(Records from a data source)
Start of Block

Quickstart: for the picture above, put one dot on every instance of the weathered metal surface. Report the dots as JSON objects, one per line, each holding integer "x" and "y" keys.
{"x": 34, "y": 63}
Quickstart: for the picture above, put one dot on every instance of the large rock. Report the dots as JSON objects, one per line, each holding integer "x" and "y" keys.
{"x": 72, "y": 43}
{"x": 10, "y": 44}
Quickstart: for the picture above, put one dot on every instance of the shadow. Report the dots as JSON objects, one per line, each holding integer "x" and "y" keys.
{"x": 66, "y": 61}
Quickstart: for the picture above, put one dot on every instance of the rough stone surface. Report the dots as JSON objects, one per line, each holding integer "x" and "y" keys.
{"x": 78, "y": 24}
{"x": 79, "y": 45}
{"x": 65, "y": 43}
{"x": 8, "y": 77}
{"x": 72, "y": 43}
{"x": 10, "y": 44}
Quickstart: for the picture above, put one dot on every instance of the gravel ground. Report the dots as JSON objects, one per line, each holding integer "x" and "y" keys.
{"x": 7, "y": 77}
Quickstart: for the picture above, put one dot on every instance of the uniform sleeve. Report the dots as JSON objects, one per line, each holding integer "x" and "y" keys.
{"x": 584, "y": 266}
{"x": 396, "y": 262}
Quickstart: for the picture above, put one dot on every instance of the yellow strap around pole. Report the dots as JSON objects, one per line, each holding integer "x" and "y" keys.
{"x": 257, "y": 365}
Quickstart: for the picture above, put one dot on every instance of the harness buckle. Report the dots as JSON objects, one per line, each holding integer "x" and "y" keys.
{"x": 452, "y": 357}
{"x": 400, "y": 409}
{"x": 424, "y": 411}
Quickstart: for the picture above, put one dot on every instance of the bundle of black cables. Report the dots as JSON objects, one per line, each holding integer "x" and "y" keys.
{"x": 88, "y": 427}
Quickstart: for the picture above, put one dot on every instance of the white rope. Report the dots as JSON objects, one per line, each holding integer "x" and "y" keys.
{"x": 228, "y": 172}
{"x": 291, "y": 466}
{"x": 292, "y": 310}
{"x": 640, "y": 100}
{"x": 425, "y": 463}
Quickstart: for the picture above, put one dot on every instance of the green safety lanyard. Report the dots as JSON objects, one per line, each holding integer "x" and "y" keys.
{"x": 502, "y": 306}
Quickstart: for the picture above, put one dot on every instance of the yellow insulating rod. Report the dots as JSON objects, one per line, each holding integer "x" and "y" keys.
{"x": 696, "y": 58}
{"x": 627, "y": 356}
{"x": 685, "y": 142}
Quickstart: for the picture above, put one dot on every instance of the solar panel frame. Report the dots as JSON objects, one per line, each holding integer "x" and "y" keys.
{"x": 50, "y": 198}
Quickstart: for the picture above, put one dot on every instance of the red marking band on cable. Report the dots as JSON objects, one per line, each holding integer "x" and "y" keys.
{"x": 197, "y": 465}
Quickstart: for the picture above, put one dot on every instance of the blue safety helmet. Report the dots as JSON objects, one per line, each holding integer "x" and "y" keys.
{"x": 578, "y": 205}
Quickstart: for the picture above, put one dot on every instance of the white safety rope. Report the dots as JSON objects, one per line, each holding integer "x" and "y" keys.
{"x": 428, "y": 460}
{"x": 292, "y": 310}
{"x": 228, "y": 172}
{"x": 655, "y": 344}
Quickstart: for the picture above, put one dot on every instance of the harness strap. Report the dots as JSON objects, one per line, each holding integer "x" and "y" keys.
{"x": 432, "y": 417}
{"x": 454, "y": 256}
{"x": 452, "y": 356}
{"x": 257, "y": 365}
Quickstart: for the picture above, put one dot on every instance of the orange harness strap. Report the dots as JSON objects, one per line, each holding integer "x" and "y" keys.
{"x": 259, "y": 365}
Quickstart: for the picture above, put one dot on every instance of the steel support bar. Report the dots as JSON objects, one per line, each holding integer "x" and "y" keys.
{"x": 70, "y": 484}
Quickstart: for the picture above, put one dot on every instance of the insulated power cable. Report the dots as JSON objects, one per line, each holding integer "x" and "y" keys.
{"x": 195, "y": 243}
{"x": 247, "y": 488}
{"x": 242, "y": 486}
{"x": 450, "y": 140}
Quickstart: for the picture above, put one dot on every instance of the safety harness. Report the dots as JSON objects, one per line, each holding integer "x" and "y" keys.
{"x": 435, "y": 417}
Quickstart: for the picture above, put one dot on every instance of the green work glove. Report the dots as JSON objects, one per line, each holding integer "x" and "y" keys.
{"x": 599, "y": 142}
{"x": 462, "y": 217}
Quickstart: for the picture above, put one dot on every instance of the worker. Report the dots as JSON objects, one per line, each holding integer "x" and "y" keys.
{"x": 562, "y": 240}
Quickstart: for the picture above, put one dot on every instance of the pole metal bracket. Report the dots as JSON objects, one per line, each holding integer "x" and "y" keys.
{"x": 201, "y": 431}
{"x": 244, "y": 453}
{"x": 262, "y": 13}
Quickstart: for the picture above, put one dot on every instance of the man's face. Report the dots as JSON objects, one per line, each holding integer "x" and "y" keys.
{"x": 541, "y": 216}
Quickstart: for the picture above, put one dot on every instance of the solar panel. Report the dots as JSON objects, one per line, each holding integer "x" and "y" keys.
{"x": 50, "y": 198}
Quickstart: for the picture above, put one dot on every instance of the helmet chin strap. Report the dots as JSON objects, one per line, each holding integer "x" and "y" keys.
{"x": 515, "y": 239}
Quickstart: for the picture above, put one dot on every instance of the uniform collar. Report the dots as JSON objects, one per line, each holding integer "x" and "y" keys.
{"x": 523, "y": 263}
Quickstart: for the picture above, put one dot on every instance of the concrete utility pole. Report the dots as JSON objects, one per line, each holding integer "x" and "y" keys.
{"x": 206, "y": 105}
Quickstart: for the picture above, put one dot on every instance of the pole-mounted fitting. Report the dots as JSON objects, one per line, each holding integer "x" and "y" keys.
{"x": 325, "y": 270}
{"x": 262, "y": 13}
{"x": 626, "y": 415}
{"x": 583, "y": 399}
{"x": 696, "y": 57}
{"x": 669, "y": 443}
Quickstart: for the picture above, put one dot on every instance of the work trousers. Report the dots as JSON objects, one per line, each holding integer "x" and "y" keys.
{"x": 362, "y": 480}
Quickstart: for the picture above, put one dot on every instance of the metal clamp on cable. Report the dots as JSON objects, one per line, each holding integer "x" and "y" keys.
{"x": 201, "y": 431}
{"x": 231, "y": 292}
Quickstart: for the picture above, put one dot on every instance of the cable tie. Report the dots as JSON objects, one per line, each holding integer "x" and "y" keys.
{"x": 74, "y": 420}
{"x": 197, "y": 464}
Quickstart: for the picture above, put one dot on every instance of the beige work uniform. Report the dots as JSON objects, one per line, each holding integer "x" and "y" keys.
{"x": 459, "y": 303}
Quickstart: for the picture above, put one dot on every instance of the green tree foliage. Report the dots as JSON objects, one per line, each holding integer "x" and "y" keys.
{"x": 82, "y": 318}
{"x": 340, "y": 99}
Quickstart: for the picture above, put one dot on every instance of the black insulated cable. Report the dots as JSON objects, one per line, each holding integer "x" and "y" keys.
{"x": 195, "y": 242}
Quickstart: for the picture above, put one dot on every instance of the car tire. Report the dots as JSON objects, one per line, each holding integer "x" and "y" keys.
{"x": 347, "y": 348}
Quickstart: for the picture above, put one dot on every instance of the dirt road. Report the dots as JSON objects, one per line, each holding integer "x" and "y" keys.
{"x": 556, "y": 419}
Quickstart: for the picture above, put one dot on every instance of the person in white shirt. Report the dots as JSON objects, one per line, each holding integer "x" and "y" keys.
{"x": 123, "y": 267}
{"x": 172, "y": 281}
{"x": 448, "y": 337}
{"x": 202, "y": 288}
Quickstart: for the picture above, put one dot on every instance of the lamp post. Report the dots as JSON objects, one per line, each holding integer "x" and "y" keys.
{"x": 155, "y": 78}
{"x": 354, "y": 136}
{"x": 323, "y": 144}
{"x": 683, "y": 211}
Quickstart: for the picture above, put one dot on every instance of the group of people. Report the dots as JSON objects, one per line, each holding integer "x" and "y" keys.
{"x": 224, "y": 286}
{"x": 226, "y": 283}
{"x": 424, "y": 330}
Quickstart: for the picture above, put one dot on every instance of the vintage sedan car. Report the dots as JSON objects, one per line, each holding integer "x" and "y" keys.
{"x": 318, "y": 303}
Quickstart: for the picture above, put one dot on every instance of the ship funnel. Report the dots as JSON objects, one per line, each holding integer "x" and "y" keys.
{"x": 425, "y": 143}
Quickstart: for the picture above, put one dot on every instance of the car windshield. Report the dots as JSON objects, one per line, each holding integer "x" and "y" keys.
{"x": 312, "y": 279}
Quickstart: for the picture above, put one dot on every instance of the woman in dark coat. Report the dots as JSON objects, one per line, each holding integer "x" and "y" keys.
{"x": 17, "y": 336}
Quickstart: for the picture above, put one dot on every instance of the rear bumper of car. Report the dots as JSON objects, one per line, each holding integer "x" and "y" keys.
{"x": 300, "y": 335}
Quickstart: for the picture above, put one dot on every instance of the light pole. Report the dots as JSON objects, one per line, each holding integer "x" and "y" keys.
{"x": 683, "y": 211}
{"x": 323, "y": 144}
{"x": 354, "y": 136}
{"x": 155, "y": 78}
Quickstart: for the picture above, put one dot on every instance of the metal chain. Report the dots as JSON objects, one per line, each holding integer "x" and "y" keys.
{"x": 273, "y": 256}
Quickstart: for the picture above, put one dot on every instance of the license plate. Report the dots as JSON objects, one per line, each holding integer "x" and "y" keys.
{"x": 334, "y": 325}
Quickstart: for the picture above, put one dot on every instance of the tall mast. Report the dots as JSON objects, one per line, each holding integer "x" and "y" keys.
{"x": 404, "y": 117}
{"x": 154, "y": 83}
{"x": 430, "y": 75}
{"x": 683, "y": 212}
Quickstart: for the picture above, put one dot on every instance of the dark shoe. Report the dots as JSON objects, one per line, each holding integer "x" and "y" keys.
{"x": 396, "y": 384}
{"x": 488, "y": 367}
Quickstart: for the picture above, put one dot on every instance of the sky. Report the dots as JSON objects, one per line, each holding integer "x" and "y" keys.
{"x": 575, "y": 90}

End of Block

● **Exercise goal**
What are the lines from the one with "of the dark" through the last line of the records above? Quote them exactly and add nothing.

● **Solution to this task**
Quickstart: for the picture above, put one dot on every instance of the dark shoe. Report the dots as JSON objects, one per line, each holding integer "x" and "y" keys.
{"x": 396, "y": 384}
{"x": 488, "y": 367}
Quickstart: for the picture above, put one dot on every instance of the sky. Report the dots as JSON objects, one per line, each holding integer "x" and "y" keys.
{"x": 575, "y": 90}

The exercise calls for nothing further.